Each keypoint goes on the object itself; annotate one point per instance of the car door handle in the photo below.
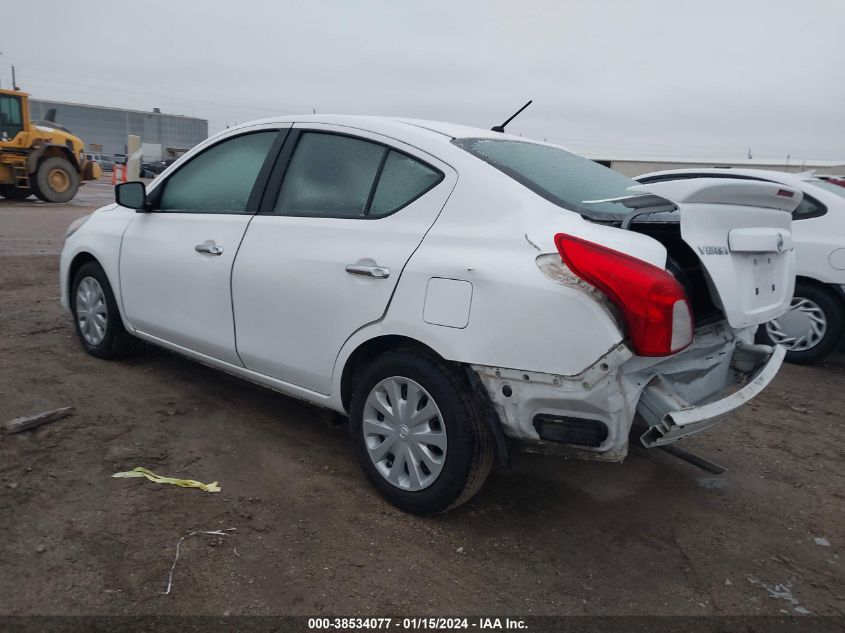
(379, 272)
(209, 247)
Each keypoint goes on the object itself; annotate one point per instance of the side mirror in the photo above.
(132, 195)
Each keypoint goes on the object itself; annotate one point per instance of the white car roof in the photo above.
(398, 126)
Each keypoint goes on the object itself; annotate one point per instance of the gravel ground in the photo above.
(307, 534)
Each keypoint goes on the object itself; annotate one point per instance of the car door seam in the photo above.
(232, 289)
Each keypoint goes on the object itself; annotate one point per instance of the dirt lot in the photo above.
(651, 536)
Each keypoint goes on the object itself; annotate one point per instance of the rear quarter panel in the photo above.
(489, 235)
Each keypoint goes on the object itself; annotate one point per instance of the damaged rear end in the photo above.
(729, 245)
(686, 270)
(688, 358)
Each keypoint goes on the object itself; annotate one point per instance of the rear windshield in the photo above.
(561, 177)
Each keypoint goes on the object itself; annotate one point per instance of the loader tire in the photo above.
(56, 180)
(13, 193)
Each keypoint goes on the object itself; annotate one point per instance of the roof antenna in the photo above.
(501, 128)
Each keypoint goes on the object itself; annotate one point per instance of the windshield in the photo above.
(11, 117)
(839, 190)
(561, 177)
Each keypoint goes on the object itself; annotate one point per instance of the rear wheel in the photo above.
(56, 180)
(13, 193)
(812, 328)
(418, 432)
(96, 317)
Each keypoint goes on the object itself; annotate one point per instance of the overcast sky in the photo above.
(643, 77)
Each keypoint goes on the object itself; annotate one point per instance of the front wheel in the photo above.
(419, 433)
(811, 329)
(96, 317)
(56, 180)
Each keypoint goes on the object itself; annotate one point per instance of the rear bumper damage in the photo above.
(590, 415)
(671, 418)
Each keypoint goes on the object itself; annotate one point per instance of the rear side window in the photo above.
(809, 207)
(335, 176)
(329, 176)
(403, 180)
(220, 179)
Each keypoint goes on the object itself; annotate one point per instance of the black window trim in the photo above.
(277, 177)
(252, 204)
(822, 208)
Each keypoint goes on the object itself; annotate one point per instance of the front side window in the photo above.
(11, 117)
(220, 179)
(565, 179)
(336, 176)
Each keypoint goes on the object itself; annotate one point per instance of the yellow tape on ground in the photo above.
(184, 483)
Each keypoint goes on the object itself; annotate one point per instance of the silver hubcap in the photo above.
(404, 433)
(801, 328)
(91, 313)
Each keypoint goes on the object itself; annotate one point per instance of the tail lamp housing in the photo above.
(652, 302)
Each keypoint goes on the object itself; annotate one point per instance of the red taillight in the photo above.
(653, 303)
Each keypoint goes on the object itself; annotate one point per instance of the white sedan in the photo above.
(815, 324)
(458, 293)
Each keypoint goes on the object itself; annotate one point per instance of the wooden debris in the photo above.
(30, 422)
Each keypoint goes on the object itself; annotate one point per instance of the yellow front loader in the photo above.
(41, 159)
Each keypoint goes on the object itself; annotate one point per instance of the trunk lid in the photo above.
(740, 231)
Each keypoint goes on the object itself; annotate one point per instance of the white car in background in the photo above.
(455, 291)
(815, 324)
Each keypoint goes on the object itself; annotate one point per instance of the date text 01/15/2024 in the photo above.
(409, 624)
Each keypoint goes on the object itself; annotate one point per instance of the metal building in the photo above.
(105, 130)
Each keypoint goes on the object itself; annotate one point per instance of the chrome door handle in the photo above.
(379, 272)
(209, 247)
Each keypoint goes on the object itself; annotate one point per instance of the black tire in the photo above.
(117, 342)
(45, 181)
(470, 452)
(13, 193)
(833, 307)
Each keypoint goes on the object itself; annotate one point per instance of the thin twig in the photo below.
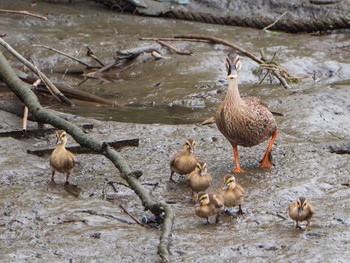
(90, 53)
(242, 51)
(64, 54)
(25, 118)
(36, 71)
(278, 18)
(23, 13)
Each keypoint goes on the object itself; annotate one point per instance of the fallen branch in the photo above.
(83, 150)
(174, 49)
(64, 54)
(24, 93)
(68, 91)
(23, 13)
(278, 18)
(216, 40)
(134, 218)
(93, 212)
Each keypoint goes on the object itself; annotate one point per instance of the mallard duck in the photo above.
(62, 160)
(184, 161)
(244, 121)
(199, 180)
(208, 205)
(301, 210)
(232, 193)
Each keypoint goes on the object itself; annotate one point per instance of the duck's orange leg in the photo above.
(235, 154)
(266, 161)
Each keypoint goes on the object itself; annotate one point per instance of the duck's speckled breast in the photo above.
(246, 124)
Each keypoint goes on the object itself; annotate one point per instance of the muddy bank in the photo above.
(40, 222)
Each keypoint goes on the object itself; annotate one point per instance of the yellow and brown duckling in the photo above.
(301, 210)
(244, 121)
(233, 193)
(199, 180)
(184, 162)
(62, 160)
(208, 205)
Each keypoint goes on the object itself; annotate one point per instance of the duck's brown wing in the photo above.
(217, 200)
(253, 102)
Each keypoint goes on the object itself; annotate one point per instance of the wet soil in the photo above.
(40, 222)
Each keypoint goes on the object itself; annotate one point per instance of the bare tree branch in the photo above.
(23, 13)
(25, 94)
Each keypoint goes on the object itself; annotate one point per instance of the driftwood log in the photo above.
(24, 93)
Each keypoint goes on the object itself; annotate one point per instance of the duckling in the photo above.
(62, 160)
(208, 205)
(244, 121)
(301, 210)
(199, 180)
(233, 193)
(184, 162)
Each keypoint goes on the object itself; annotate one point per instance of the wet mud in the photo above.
(41, 222)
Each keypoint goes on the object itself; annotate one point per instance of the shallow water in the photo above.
(40, 222)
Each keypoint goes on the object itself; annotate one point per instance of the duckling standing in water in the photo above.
(244, 121)
(199, 180)
(232, 193)
(184, 161)
(62, 160)
(301, 210)
(208, 205)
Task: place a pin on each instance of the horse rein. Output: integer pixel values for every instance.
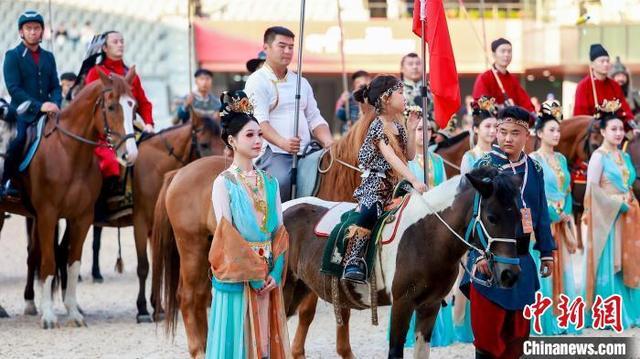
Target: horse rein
(331, 159)
(476, 227)
(107, 129)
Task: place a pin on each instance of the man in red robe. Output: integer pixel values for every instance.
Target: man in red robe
(498, 83)
(606, 88)
(113, 52)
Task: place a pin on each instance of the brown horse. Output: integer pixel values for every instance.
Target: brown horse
(452, 149)
(164, 152)
(63, 180)
(192, 227)
(158, 154)
(182, 227)
(427, 250)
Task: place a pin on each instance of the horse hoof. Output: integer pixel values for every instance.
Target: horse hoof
(30, 308)
(143, 318)
(159, 316)
(76, 319)
(49, 323)
(76, 323)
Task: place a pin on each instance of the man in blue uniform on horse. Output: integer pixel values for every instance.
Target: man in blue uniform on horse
(499, 326)
(30, 75)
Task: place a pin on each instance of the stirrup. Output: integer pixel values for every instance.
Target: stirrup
(356, 272)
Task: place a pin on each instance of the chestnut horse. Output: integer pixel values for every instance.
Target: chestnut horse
(165, 151)
(158, 154)
(192, 225)
(63, 179)
(419, 266)
(338, 178)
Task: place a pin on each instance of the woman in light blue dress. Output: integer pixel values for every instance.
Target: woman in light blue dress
(484, 130)
(611, 222)
(247, 292)
(443, 332)
(557, 186)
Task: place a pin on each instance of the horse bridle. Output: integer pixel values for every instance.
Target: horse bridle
(477, 228)
(108, 133)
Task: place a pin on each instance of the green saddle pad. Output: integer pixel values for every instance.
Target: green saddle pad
(336, 245)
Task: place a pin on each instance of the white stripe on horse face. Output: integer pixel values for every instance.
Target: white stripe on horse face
(439, 198)
(128, 104)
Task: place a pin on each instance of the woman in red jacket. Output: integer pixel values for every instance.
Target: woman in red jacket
(113, 52)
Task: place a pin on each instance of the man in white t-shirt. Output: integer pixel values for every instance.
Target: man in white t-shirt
(272, 90)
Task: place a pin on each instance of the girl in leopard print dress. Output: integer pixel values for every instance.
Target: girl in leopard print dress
(383, 160)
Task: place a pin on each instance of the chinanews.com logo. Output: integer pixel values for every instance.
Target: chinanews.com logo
(579, 347)
(606, 313)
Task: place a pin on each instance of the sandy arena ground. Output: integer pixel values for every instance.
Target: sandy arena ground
(110, 310)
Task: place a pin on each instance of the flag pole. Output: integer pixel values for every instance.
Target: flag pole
(296, 116)
(423, 91)
(345, 85)
(190, 44)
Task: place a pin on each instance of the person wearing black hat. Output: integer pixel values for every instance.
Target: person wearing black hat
(202, 100)
(30, 75)
(499, 83)
(605, 88)
(255, 64)
(497, 314)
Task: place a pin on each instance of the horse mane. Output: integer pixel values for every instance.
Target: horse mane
(86, 93)
(353, 139)
(504, 187)
(451, 141)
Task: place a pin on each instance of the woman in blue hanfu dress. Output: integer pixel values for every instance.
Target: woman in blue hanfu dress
(611, 221)
(560, 205)
(248, 252)
(443, 332)
(484, 130)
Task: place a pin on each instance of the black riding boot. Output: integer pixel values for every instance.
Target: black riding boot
(95, 268)
(355, 266)
(482, 355)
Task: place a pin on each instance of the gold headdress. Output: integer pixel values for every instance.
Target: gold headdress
(551, 108)
(236, 101)
(609, 106)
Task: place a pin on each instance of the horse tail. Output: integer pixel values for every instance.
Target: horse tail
(166, 260)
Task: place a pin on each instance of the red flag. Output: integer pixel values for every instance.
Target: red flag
(443, 75)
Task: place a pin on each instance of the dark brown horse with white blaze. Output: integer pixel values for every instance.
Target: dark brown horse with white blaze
(421, 264)
(63, 179)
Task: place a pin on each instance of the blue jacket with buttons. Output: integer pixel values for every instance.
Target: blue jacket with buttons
(28, 81)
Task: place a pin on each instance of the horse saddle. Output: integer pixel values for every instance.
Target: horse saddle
(32, 142)
(307, 178)
(333, 226)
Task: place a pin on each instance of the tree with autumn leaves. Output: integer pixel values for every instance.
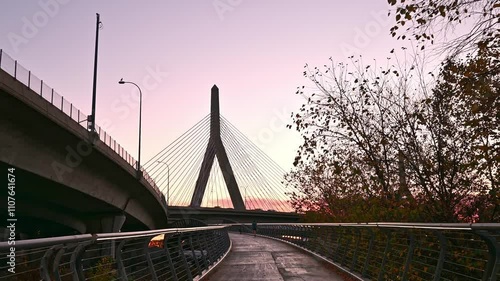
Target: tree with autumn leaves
(391, 144)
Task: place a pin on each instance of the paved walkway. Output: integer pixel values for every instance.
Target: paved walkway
(256, 258)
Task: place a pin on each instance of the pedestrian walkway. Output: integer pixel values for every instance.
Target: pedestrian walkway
(257, 258)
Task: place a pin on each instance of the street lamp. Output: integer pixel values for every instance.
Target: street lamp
(139, 173)
(168, 181)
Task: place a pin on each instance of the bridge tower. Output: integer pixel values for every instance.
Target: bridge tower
(215, 147)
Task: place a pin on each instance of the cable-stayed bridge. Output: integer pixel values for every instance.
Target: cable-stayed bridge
(72, 180)
(214, 165)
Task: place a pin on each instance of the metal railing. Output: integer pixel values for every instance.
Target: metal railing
(399, 251)
(21, 74)
(181, 254)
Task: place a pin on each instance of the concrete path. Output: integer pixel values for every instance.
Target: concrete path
(256, 258)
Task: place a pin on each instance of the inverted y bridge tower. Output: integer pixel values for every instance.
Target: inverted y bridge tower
(215, 147)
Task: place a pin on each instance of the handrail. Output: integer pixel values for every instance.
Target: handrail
(398, 251)
(180, 254)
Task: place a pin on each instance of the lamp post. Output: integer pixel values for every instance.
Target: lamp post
(139, 173)
(168, 181)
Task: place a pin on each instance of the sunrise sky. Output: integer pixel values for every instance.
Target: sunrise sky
(176, 51)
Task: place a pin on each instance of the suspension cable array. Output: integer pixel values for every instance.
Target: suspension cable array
(177, 168)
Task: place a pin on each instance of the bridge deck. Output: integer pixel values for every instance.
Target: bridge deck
(256, 258)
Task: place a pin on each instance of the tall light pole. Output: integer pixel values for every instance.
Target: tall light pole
(168, 182)
(139, 173)
(91, 118)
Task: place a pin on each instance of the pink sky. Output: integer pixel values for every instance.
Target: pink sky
(176, 50)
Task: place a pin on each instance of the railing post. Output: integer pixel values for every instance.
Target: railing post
(194, 254)
(368, 254)
(409, 256)
(55, 265)
(355, 254)
(386, 253)
(76, 262)
(169, 258)
(347, 244)
(492, 268)
(183, 258)
(150, 262)
(442, 255)
(44, 263)
(122, 273)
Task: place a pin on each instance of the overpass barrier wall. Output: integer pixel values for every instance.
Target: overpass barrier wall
(181, 254)
(398, 251)
(21, 74)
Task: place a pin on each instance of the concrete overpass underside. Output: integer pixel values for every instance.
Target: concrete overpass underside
(65, 182)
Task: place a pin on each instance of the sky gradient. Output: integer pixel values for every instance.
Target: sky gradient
(254, 51)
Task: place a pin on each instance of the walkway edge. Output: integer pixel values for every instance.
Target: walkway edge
(205, 274)
(338, 266)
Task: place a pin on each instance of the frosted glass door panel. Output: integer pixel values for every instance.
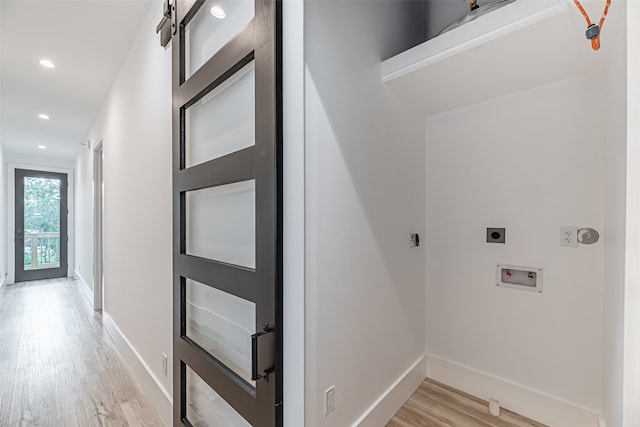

════════════════

DIRECTIONS -
Return every line of the material above that contains the word "uniform", treating uppercase and lowercase letters as different.

RESULT -
Task: place a pin on each instance of the man in blue uniform on horse. Output: integer pixel values for every instance.
Target: man in blue uniform on horse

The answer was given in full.